■ SOURCE DOCUMENT
-- Start --

But as it turns out, it’s a pretty good guilty pleasure of a show. The actors have a male-bonding rapport that’s funny and even rather sweet, and the celebrity cameos are often amusing.

That said, the show would be nothing without the human whirlwind that is Jeremy Piven.

Piven has been knocking around movies and TV since the ‘80s as a reliable comic character actor, but it’s the role of talent agent Ari Gold that has made him a star. Ari is constantly in motion, scrambling here and there to keep his clients happy and maintain his own advantage. He’s constantly talking, too, buttering up those above him and intolerably insulting those below in the same emphatic, declarative voice, edged with controlled impatience and punctuated by the occasional angry bellow.

His bustling, jabbering manner is like a survival skill in the showbiz jungle; he displays his energy and intelligence and verbal confidence like a bird displaying its plumage or a tiger displaying its fangs. Neither Ari’s flattery nor his abuse is taken personally by those around him; that’s what makes Piven so funny in the role. What makes it more than an easy Hollywood caricature is that the actor also lets you see Ari’s underlying conscience, his capacity for affection, and his surprisingly fierce, if selectively applied, sense of integrity.

Piven plays the lead in The Goods: Live Hard, Sell Hard. Indeed, it’s the title role: Don “The Goods” Ready, an itinerant car salesman who, with his ragtag team of car-lot carpetbaggers (David Koechner, Ving Rhames, Kathryn Hahn), descends upon a past-its-prime dealership in Temecula, California for a Fourth-of-July weekend sale designed to save the owner (James Brolin) from the clutches of his competitors (Alan Thicke and Ed Helms).

There’s not much to say about this shapeless, shameless, absolutely-anything-whatsoever-for-a-laugh farce, except that it has a touching faith in the entertainment value of vulgarity. There are two scenes set at strip clubs, and these two scenes are largely where the exposition gets delivered; they seem oddly less raunchy and foul-mouthed than the rest of the movie.

There are quite a few talented and likable performers in the cast, but Piven is center stage here, and he sticks with what works. Don Ready is pretty much Ari Gold of Entourage in shabbier clothes, with a worse haircut. That’s not necessarily a bad thing. Piven delivers his lines exactly the same way, and they give the same pleasure, the pleasure of being “worked” by a con artist who truly is an artist.

Watching The Goods, some may recall a much better movie, the splendidly silly and vulgar Robert Zemeckis comedy Used Cars. Filmed in Mesa, this 1979 release pitted two dealerships against each other, both dishonest, but one run by likable hustlers (led by Kurt Russell) and the other by uncouth brutes (led by Jack Warden).

The plot isn’t the same as that of The Goods, but the admiring fondness for the art of slinging the bull is. Piven would have been great in the film.

-- End --

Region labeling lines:

-- Start --

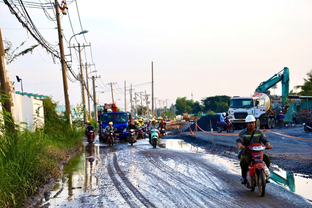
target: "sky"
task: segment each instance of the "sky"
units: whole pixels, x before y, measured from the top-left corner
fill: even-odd
[[[111,83],[114,101],[121,109],[125,81],[128,110],[131,84],[133,97],[134,92],[151,95],[152,62],[157,108],[159,100],[162,106],[169,107],[177,97],[200,101],[215,95],[250,96],[260,83],[284,67],[290,69],[291,90],[303,85],[312,70],[310,0],[77,0],[67,3],[68,14],[61,15],[65,54],[71,54],[71,37],[89,31],[72,38],[71,45],[91,45],[81,51],[82,62],[91,65],[88,72],[97,71],[89,77],[100,76],[96,79],[96,89],[101,104],[112,102]],[[55,11],[46,10],[45,14],[42,9],[26,9],[41,35],[59,50],[56,21],[46,15],[53,18]],[[37,44],[2,0],[0,28],[2,38],[15,46],[25,40],[25,47]],[[72,67],[78,74],[78,55],[74,48],[71,51]],[[66,57],[70,59],[70,56]],[[54,63],[41,46],[8,68],[17,91],[21,91],[18,76],[24,92],[52,96],[64,104],[59,60]],[[71,104],[81,103],[80,83],[70,78]],[[92,80],[89,82],[91,86]],[[280,83],[275,94],[281,95]]]

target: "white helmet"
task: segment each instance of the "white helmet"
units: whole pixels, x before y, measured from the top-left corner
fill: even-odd
[[[253,121],[255,121],[255,118],[254,118],[254,116],[253,115],[247,115],[247,117],[246,117],[245,122],[246,123],[248,123]]]

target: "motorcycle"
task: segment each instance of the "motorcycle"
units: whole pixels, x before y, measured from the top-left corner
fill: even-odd
[[[166,127],[165,127],[165,126],[159,126],[159,132],[160,132],[160,135],[161,135],[166,134]]]
[[[159,140],[159,132],[157,129],[153,129],[151,130],[151,144],[153,148],[156,148]]]
[[[108,134],[107,136],[107,144],[110,146],[114,145],[116,136],[114,135],[114,132],[116,130],[117,130],[117,129],[114,128],[113,129],[110,130],[109,131],[109,134]]]
[[[131,144],[131,145],[133,145],[133,143],[136,142],[135,138],[135,135],[136,131],[134,129],[129,129],[128,131],[128,136],[129,138],[128,142],[129,144]]]
[[[306,133],[310,133],[312,132],[312,121],[306,121],[303,129]]]
[[[93,130],[88,132],[87,138],[89,144],[93,143],[94,142],[94,131]]]
[[[144,139],[146,137],[145,132],[143,131],[144,129],[142,127],[138,128],[138,132],[137,132],[137,138],[138,139]]]
[[[227,132],[230,132],[231,133],[234,132],[235,127],[234,125],[232,124],[232,122],[231,122],[230,119],[225,119],[224,121],[225,121],[226,123],[225,129],[222,128],[223,125],[220,121],[216,122],[216,131],[218,133],[221,133],[222,131],[226,131]]]
[[[253,161],[248,168],[247,183],[245,186],[252,191],[254,191],[257,186],[261,196],[264,196],[265,194],[266,180],[270,175],[270,170],[263,161],[262,151],[267,148],[259,143],[254,143],[245,148],[246,151],[253,155]]]

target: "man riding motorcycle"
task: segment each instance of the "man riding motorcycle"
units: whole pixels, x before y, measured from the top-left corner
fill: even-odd
[[[153,129],[158,129],[158,127],[159,127],[158,125],[156,123],[156,120],[154,119],[154,118],[152,119],[149,126],[148,126],[148,132],[149,132],[148,137],[149,137],[150,144],[151,144],[151,143],[152,142],[152,138],[151,138],[151,133],[150,133],[151,130]]]
[[[248,115],[246,117],[246,123],[247,128],[242,130],[238,134],[238,137],[236,140],[236,145],[240,150],[245,150],[245,146],[248,146],[254,143],[261,143],[261,142],[268,147],[268,149],[272,149],[273,147],[270,144],[268,139],[263,132],[261,130],[255,129],[255,118],[252,115]],[[245,151],[243,152],[240,156],[240,168],[241,169],[242,184],[246,184],[247,183],[246,177],[248,167],[253,160],[253,156],[250,152]],[[264,153],[263,161],[268,167],[270,168],[271,159],[269,156]],[[266,181],[267,183],[270,183],[269,179]]]
[[[104,132],[105,132],[105,141],[106,141],[106,143],[107,141],[107,139],[108,138],[108,136],[109,135],[110,133],[110,131],[111,130],[113,130],[114,131],[114,127],[113,127],[113,122],[110,122],[109,123],[108,123],[108,126],[107,126],[106,128],[104,130]],[[115,134],[114,133],[114,132],[113,133],[113,141],[114,141],[114,143],[116,143],[115,142]]]
[[[127,127],[127,132],[130,129],[134,129],[136,131],[136,126],[133,124],[133,120],[131,119],[129,121],[129,125]],[[136,141],[136,135],[135,134],[135,141]],[[129,135],[127,134],[127,142],[129,142]]]

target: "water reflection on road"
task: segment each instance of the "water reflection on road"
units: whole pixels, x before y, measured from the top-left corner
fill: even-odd
[[[63,169],[62,178],[51,191],[49,200],[43,200],[41,205],[49,203],[49,208],[60,207],[60,203],[75,199],[86,190],[98,195],[97,188],[101,180],[94,176],[95,167],[100,168],[99,150],[102,146],[88,144],[84,152],[78,153],[68,161]]]

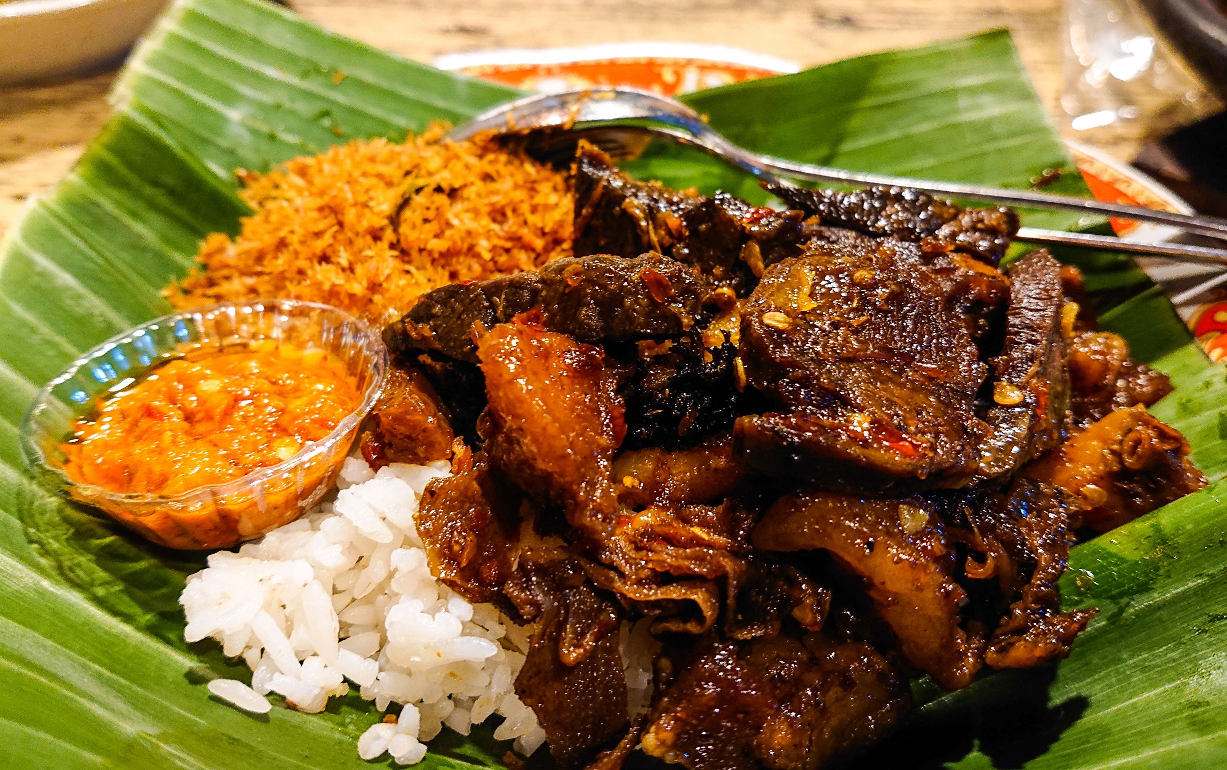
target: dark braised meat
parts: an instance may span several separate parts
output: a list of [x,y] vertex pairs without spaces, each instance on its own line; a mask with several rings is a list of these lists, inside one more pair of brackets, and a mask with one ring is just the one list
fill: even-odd
[[[806,221],[806,237],[832,248],[874,248],[876,238],[840,227],[825,227]],[[898,248],[898,246],[896,246]],[[994,315],[1010,297],[1010,280],[1000,270],[962,251],[924,251],[907,248],[924,262],[942,287],[951,307],[958,309],[972,338],[979,341],[991,327]]]
[[626,425],[600,348],[546,331],[535,314],[477,340],[488,406],[477,430],[492,463],[580,535],[610,533],[610,471]]
[[692,449],[633,449],[614,459],[618,501],[629,508],[715,503],[733,494],[746,477],[728,434]]
[[993,359],[980,476],[995,478],[1056,446],[1069,405],[1060,265],[1032,251],[1010,266],[1005,346]]
[[977,467],[985,368],[912,244],[811,242],[769,267],[742,309],[741,358],[782,407],[736,422],[761,473],[882,490],[957,486]]
[[730,430],[747,396],[737,389],[737,348],[704,346],[692,330],[666,345],[643,342],[618,387],[626,402],[627,446],[693,444]]
[[[1072,498],[1018,477],[1007,492],[967,494],[944,517],[951,537],[980,554],[968,559],[967,578],[996,579],[1009,603],[984,661],[994,668],[1031,668],[1069,655],[1074,638],[1094,617],[1094,611],[1060,611],[1056,580],[1069,564],[1079,517]],[[1000,617],[1000,609],[991,614]]]
[[763,185],[793,208],[817,215],[823,224],[870,235],[894,235],[925,251],[967,251],[996,265],[1018,232],[1018,215],[998,208],[963,208],[907,188],[865,188],[844,192],[790,184]]
[[583,768],[631,730],[617,603],[598,592],[574,559],[530,549],[507,593],[539,623],[515,694],[537,715],[562,770]]
[[431,574],[470,602],[501,602],[519,542],[519,495],[490,470],[486,457],[463,450],[452,476],[422,493],[417,533]]
[[831,612],[829,589],[769,554],[751,555],[746,564],[744,585],[724,624],[726,639],[771,639],[785,625],[822,630]]
[[659,254],[564,257],[533,272],[428,292],[383,336],[395,353],[438,351],[476,363],[475,327],[480,334],[534,308],[547,329],[582,342],[639,340],[693,326],[707,293],[693,270]]
[[1083,524],[1107,532],[1206,486],[1189,443],[1145,407],[1112,412],[1025,473],[1074,495]]
[[406,359],[417,365],[447,407],[453,433],[477,444],[477,417],[486,408],[486,378],[481,368],[433,352],[418,352]]
[[798,253],[801,213],[637,181],[582,145],[575,159],[575,254],[658,251],[745,294],[762,267]]
[[1070,345],[1070,421],[1086,428],[1113,410],[1151,406],[1172,392],[1162,372],[1135,362],[1110,331],[1086,331]]
[[753,544],[775,552],[829,552],[864,579],[903,655],[944,688],[967,687],[979,669],[983,641],[960,627],[967,592],[953,580],[955,552],[930,501],[790,494],[763,516]]
[[702,634],[717,623],[721,595],[730,606],[736,601],[755,519],[755,511],[733,499],[715,506],[623,510],[615,533],[595,548],[607,568],[590,565],[589,575],[656,618],[653,633]]
[[821,634],[708,638],[667,658],[643,750],[691,770],[817,770],[887,733],[907,680],[871,646]]
[[389,462],[425,465],[452,456],[448,408],[416,368],[393,367],[371,412],[372,429],[362,434],[362,456],[373,467]]

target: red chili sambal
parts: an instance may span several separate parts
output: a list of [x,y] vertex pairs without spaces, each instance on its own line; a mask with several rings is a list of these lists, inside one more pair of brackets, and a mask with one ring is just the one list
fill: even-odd
[[236,481],[328,436],[361,401],[344,363],[260,341],[174,359],[74,423],[64,472],[110,492]]

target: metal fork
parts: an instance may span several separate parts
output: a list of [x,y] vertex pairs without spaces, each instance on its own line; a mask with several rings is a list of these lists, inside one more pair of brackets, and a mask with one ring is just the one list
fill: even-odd
[[[632,123],[633,121],[633,123]],[[1125,217],[1227,238],[1227,219],[1155,211],[1140,206],[1108,204],[1033,190],[1004,190],[982,185],[908,179],[886,174],[849,172],[812,163],[798,163],[740,147],[707,125],[690,107],[660,94],[634,88],[590,88],[566,93],[529,96],[487,110],[454,129],[449,136],[467,139],[483,131],[525,134],[531,151],[564,159],[578,139],[588,139],[616,161],[636,157],[652,137],[667,139],[703,150],[763,181],[782,178],[836,184],[912,188],[923,192],[1004,204],[1072,211],[1082,215]],[[1206,265],[1227,266],[1227,250],[1184,244],[1140,244],[1090,233],[1067,233],[1023,227],[1017,238],[1032,243],[1063,244],[1158,254]]]

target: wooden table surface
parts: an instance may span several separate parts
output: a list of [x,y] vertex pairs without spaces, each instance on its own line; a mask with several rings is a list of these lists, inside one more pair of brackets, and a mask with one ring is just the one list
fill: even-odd
[[[431,61],[487,48],[666,40],[822,64],[1009,27],[1045,104],[1060,87],[1063,0],[291,0],[320,25]],[[115,67],[0,88],[0,232],[108,115]]]

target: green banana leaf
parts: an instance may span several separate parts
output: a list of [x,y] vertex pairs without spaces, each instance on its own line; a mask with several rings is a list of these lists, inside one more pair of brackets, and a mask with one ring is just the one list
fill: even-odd
[[[350,696],[319,715],[254,717],[204,683],[245,678],[216,645],[183,641],[178,595],[199,554],[148,546],[33,483],[17,432],[34,391],[79,352],[167,309],[158,291],[206,233],[236,232],[234,170],[355,137],[463,121],[517,92],[328,33],[259,0],[179,0],[133,56],[117,114],[0,245],[0,766],[369,766],[379,715]],[[1045,169],[1085,194],[1009,36],[994,32],[691,94],[755,150],[877,172],[1027,188]],[[632,164],[675,186],[764,200],[704,156],[653,146]],[[1086,227],[1069,215],[1028,223]],[[1063,251],[1106,326],[1168,372],[1155,412],[1199,466],[1227,473],[1227,378],[1131,260]],[[960,768],[1227,765],[1227,487],[1215,484],[1080,546],[1071,607],[1101,613],[1070,658],[941,695],[861,763]],[[509,747],[445,732],[428,768],[498,766]]]

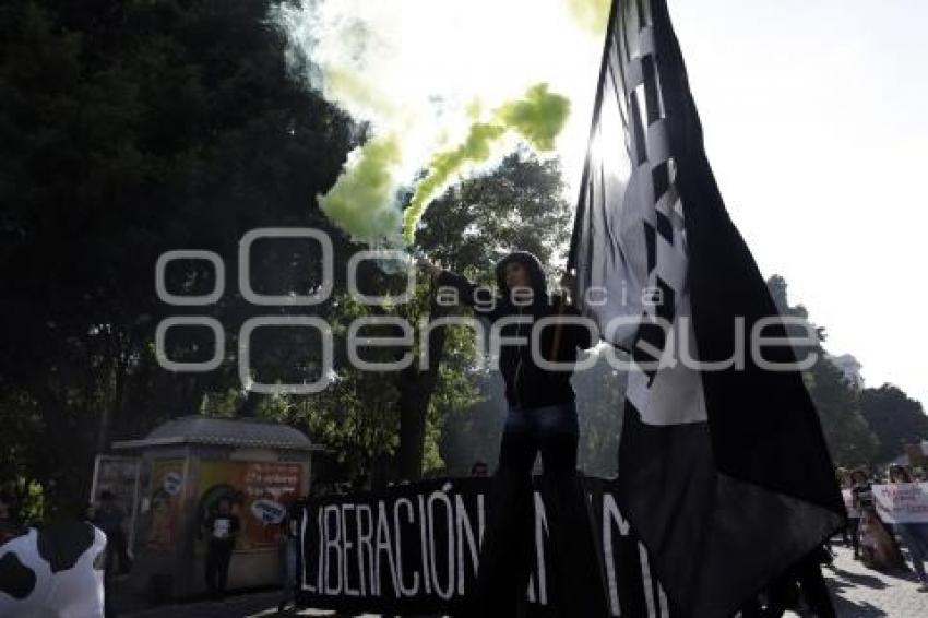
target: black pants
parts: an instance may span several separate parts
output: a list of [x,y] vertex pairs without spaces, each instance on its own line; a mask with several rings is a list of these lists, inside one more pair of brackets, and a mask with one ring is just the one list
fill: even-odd
[[551,537],[549,603],[559,616],[608,615],[588,503],[576,473],[573,402],[510,409],[480,550],[475,616],[519,616],[534,556],[532,467],[540,451],[542,497]]
[[[126,534],[122,528],[104,530],[106,534],[106,560],[114,573],[128,573],[132,568]],[[118,567],[117,567],[118,563]]]
[[233,543],[228,540],[212,539],[206,547],[206,589],[215,596],[226,592],[231,550]]

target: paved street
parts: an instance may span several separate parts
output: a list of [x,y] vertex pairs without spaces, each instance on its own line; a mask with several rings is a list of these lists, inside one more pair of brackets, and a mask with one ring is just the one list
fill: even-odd
[[[855,561],[848,549],[837,546],[834,564],[824,574],[842,618],[928,618],[928,592],[918,592],[914,574],[887,575]],[[192,603],[127,614],[132,618],[258,618],[276,616],[277,592],[230,597],[224,603]],[[293,616],[294,614],[287,614]],[[298,616],[331,616],[331,611],[306,609]],[[797,615],[788,613],[795,618]],[[368,615],[368,618],[374,618]]]

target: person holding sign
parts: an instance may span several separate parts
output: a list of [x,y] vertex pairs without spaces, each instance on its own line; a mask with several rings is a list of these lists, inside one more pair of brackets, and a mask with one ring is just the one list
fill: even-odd
[[[533,561],[532,467],[540,452],[555,607],[559,616],[607,616],[605,578],[576,472],[579,425],[570,383],[578,349],[593,347],[598,337],[578,323],[580,313],[566,294],[548,295],[542,264],[531,253],[511,253],[497,264],[499,295],[427,260],[419,265],[439,286],[437,301],[468,305],[499,328],[495,334],[500,337],[509,413],[480,548],[474,615],[517,616],[525,599]],[[570,278],[561,280],[561,286],[570,288]]]
[[[912,483],[912,475],[905,466],[893,464],[890,466],[890,483]],[[920,522],[897,523],[893,526],[902,537],[903,544],[908,548],[912,558],[912,568],[918,574],[923,592],[928,592],[928,577],[925,574],[925,561],[928,559],[928,524]]]

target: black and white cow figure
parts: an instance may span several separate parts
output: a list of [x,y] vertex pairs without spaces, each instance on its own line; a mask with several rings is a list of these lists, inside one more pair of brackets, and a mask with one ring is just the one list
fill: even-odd
[[102,617],[105,547],[103,531],[85,522],[32,527],[0,545],[0,616]]

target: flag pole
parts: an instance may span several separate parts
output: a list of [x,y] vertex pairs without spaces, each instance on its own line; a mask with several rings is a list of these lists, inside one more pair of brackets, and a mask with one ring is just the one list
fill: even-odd
[[[590,178],[590,151],[591,151],[590,144],[593,143],[593,138],[596,134],[596,127],[597,127],[597,124],[599,124],[599,109],[602,109],[602,107],[603,107],[603,91],[604,91],[605,83],[606,83],[606,69],[609,66],[609,43],[612,39],[612,28],[615,27],[616,15],[618,13],[618,4],[619,4],[619,0],[612,0],[612,2],[609,5],[609,19],[606,22],[605,40],[603,41],[603,55],[602,55],[600,60],[599,60],[599,81],[596,84],[596,97],[593,99],[593,119],[590,123],[590,138],[586,140],[586,157],[585,157],[585,161],[583,163],[583,176],[581,176],[581,179],[580,179],[580,192],[576,197],[576,212],[574,213],[574,217],[573,217],[573,231],[571,233],[571,236],[570,236],[570,248],[568,249],[567,264],[564,265],[564,274],[571,274],[571,272],[576,266],[576,257],[575,257],[576,243],[578,243],[578,236],[580,235],[580,219],[582,218],[581,217],[582,213],[580,212],[580,209],[582,209],[583,204],[584,204],[583,192],[586,190],[586,183],[587,183],[587,180]],[[575,286],[576,286],[576,280],[574,280],[574,285],[572,287],[575,287]],[[564,292],[564,290],[562,289],[562,292]],[[570,292],[571,292],[571,294],[576,293],[575,289],[571,289]],[[555,356],[555,354],[557,353],[558,347],[560,346],[560,343],[561,343],[562,323],[560,321],[560,318],[563,316],[564,305],[567,305],[567,295],[566,294],[564,294],[563,300],[561,301],[560,306],[558,307],[558,318],[559,318],[559,320],[558,320],[557,324],[555,325],[555,338],[551,342],[550,358],[552,360],[557,360],[557,357]]]

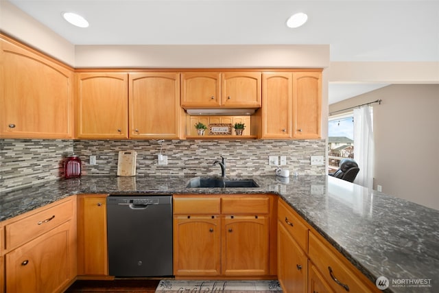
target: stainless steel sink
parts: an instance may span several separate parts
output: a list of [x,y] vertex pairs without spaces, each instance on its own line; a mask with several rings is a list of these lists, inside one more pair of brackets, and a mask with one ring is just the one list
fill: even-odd
[[253,179],[225,179],[196,177],[190,180],[187,188],[259,187]]

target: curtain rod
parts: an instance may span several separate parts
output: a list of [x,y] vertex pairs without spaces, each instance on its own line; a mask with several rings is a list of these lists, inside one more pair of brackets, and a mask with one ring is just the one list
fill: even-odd
[[382,101],[383,101],[382,99],[377,99],[376,101],[369,102],[368,103],[362,104],[361,105],[357,105],[357,106],[354,106],[353,107],[346,108],[346,109],[337,110],[336,111],[333,111],[333,112],[329,113],[329,116],[332,116],[333,113],[336,113],[337,112],[342,112],[342,111],[344,111],[344,110],[346,110],[353,109],[355,108],[359,108],[359,107],[361,107],[362,106],[369,106],[371,104],[374,104],[374,103],[379,103],[379,104],[381,105]]

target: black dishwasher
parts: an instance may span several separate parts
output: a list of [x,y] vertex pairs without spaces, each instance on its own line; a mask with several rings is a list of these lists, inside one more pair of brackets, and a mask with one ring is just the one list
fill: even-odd
[[110,275],[171,276],[172,196],[107,198]]

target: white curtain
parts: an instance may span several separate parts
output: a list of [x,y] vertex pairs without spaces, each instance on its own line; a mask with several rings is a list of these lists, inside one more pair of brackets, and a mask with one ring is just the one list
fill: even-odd
[[354,109],[354,159],[359,167],[354,183],[370,189],[373,187],[374,169],[372,115],[372,107]]

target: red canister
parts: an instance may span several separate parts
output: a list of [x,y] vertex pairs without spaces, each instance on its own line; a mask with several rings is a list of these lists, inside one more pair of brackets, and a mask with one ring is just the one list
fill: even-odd
[[81,160],[75,154],[67,156],[64,163],[64,176],[75,178],[81,176]]

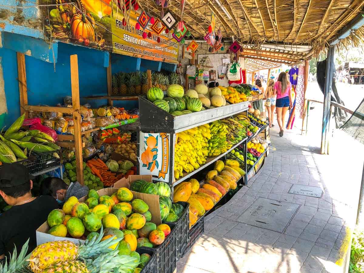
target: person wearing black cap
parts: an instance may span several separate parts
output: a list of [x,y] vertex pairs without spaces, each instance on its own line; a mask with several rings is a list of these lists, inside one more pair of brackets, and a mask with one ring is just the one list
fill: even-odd
[[0,215],[0,261],[12,253],[14,245],[19,253],[28,238],[28,253],[34,249],[35,231],[47,221],[49,213],[58,208],[51,196],[32,196],[32,178],[28,168],[19,163],[0,169],[0,195],[12,206]]

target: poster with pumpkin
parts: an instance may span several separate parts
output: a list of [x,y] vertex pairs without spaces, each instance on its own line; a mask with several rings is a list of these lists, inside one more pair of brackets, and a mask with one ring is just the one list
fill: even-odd
[[50,38],[112,50],[112,0],[41,0],[45,34]]
[[141,175],[151,175],[154,180],[168,183],[170,134],[140,133],[139,158]]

-- End --

■ AIM OF THE TASK
List the actors the review names in parentheses in its plot summary of The Goods: Live Hard, Sell Hard.

■ ANSWER FOR THE TASK
David Koechner
Ving Rhames
Kathryn Hahn
James Brolin
Alan Thicke
Ed Helms